READING TEXT —
Johnson & Johnson is proud to open the GenH Challenge submission period – and we need you to share your everyday idea to create the healthiest generation – “GenH.” Apply today at www.genhchallenge.com.
The world’s got some challenges. Pollution, natural disasters, disease, malnutrition, unbreathable air…their burden can feel overwhelming, at times creating a sense of emotional paralysis almost as deadly as their actual impacts. In the face of staggering facts like UNICEF’s estimate that 17,000 children under the age of five die each day, even the best and brightest can feel helpless.
Luckily for the world, humanity’s best and brightest have a strong track record of overcoming that doubt and finding ever new ways to change the world for the better.
Each day, pioneers of ingenuity from across the globe -- of all ages, backgrounds and economic means -- are innovating and adapting to help save lives. It’s more than enormous companies working to create a new medical marvel.. More often it’s everyday innovators, finding inspiration in necessity and using local expertise, who develop new, cost effective, tools and strategies that help overcome challenges and save lives.
A common recipe for success is combining local understanding with big picture thinking. Local understanding includes an on-the-ground view of challenges, a familiarity with communities, and a strategy that utilizes available resources. Examples of success range from new tools to increasing access to information to re-allocating resources to better fit local needs.
In Malawi, Save the Children and Johnson & Johnson are developing local networks of expertise and utilizing new tools to reduce the number of newborns that die each day from blocked airways. The program Helping Babies Breathe (HBB) has trained tens of thousands of healthcare professionals across the country since 2011. One of their keys to success is a device called “the Penguin.” The adorably named plastic suction device can help midwives “in rural, hard to reach areas” save children born with blocked airways, Victoria Shaba, a midwife and trainer with HBB, told the 2014 Social Good Summit. The device costs less than $5 USD and is “one of the essential items that we need as midwives,” explained Shaba.

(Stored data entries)
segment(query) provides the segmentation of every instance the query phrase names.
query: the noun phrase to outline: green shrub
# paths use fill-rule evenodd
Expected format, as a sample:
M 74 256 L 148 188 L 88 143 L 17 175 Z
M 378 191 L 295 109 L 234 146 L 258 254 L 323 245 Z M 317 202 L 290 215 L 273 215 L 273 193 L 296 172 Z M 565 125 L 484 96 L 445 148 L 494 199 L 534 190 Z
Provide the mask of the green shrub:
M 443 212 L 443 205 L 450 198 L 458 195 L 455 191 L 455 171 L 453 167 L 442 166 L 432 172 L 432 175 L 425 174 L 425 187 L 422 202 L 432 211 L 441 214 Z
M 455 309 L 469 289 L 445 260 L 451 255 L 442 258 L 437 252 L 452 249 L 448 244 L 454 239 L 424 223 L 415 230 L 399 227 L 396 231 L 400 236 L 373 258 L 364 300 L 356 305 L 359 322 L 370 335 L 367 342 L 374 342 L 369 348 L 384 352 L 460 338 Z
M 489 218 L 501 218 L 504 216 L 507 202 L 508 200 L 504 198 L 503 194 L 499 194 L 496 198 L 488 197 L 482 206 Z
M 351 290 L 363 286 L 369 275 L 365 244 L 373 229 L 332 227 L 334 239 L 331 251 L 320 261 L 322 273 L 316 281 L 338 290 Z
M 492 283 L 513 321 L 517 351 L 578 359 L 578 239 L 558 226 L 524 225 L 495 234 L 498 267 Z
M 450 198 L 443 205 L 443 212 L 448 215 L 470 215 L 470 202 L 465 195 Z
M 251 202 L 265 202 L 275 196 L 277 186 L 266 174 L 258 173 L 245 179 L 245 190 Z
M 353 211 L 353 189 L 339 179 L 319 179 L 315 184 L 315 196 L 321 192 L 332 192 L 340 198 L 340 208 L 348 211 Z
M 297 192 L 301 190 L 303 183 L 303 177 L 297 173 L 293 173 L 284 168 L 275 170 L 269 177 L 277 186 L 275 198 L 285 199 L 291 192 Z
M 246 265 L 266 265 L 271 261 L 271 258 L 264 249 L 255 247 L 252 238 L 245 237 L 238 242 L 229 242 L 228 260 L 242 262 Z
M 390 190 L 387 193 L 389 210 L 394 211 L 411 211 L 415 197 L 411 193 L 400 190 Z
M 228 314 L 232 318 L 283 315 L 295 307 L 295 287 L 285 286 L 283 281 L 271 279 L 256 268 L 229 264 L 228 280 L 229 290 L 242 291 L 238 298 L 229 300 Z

EXPLORE THE MATERIAL —
1 – Summarize the GenH Challenge text in two sentences.
2 – Resume the GenH Challenge text, starting after its final sentence.

ANSWER LIST —
1 – Johnson & Johnson has opened the GenH Challenge submission period and is asking for everyday ideas to create the healthiest generation. Everyday innovators who combine local understanding with big-picture thinking develop cost-effective tools that save lives, such as "the Penguin," a suction device under $5 USD used in the Helping Babies Breathe program in Malawi.

2 –
The success of HBB relies on an innovative device as well as a trained network of healthcare providers and HBB trainers. Similarly recognizing the importance of “people power” is the innovative Mothers2Mothers initiative. The program is designed to “train, employ, and empower mothers living with HIV to eliminate the transmission of HIV from mothers to babies and improve the health of women, their partners, and families.” Mothers2Mothers’ innovation is leveraging the training of one HIV-positive mother to help even more mothers. Trained mothers work alongside healthcare professionals in understaffed areas to expand the reach of life-saving information. This mentorship network has reached more than 1.2 million HIV-positive women in nine countries since 2001.
When mentors are not present locally, an everyday device, used in a novel way, can help close the knowledge gap. Harnessing the power of the mobile device already in many mothers’ pockets, MomConnect uses an interactive text messaging platform to provide health information to expectant and new mothers. The South African platform has 1.3 million registered users. This program identified an information gap and solved it using SMS, a simple, locally accessible, technology. This program is a shining example of how a small, innovative, idea like “connecting people through SMS with crucial health information” can be scaled up across a nation to save lives.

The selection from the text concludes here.